== EXERCISE INPUT

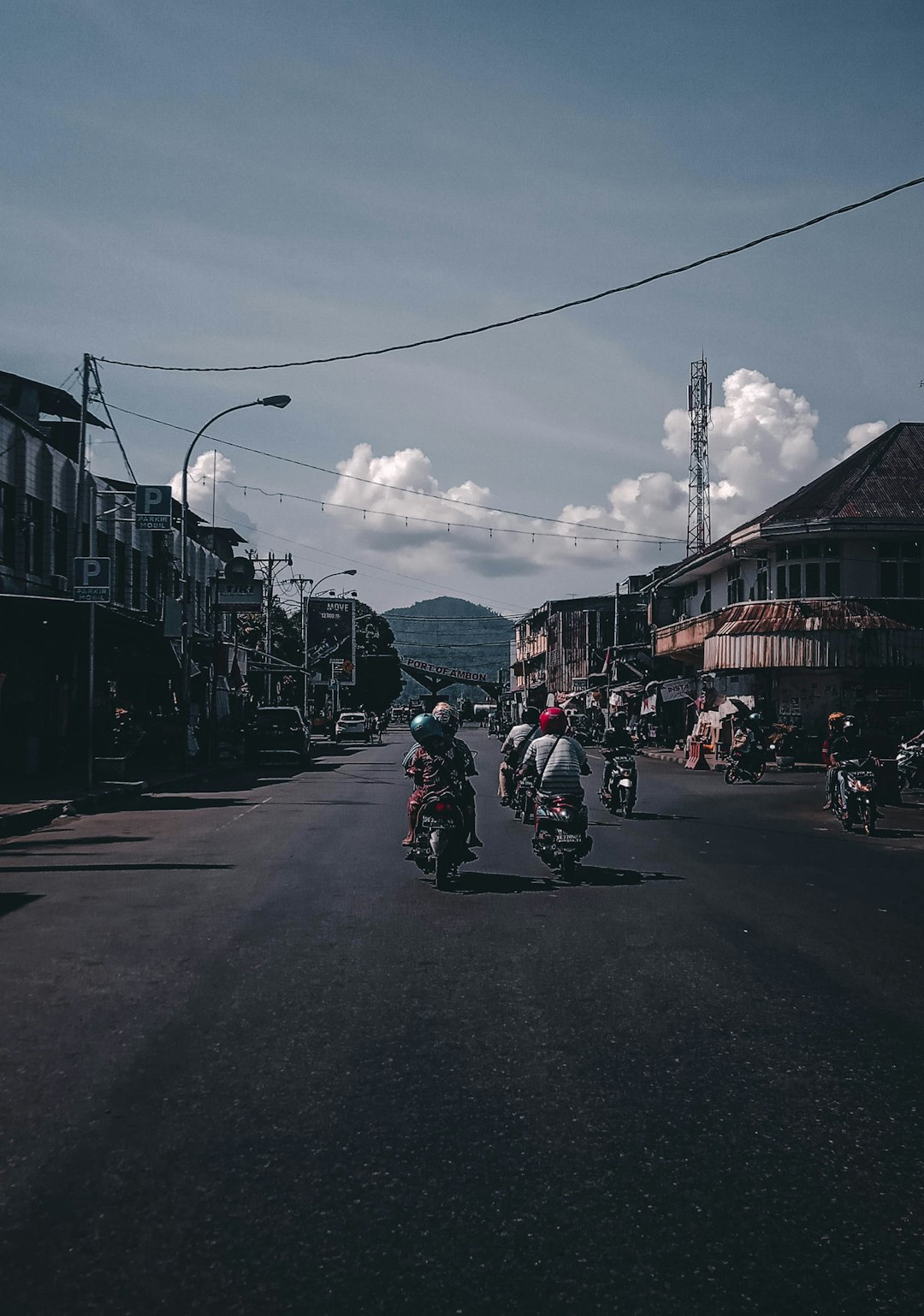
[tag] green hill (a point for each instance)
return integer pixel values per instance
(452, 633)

====
== EXERCISE INPUT

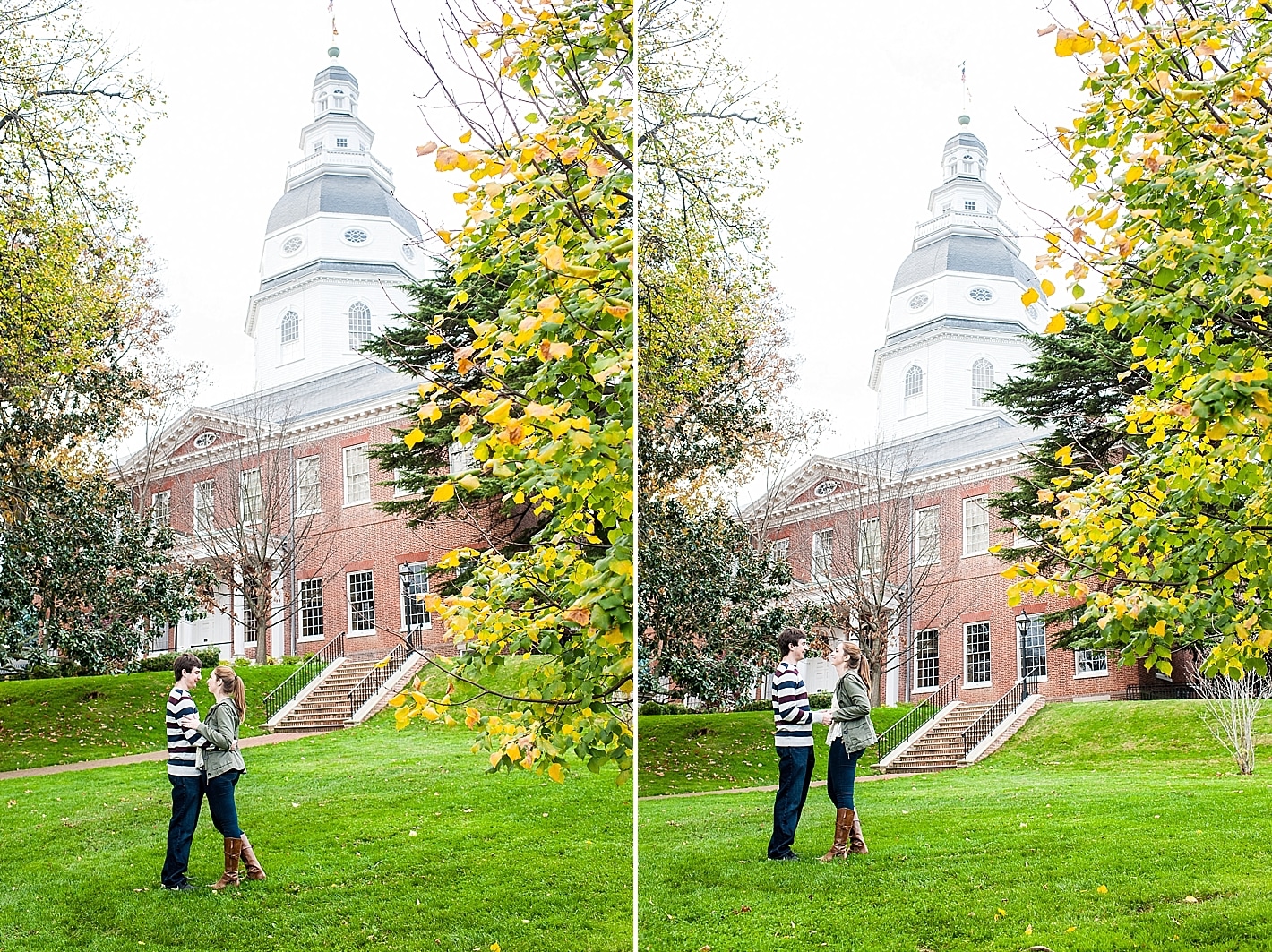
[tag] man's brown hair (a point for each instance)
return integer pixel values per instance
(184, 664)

====

> [YOUR OBJECTIVE]: Give only the number of lines in the listing above that contain the string "instance", with case taken into account.

> [TASK RESPONSE]: 4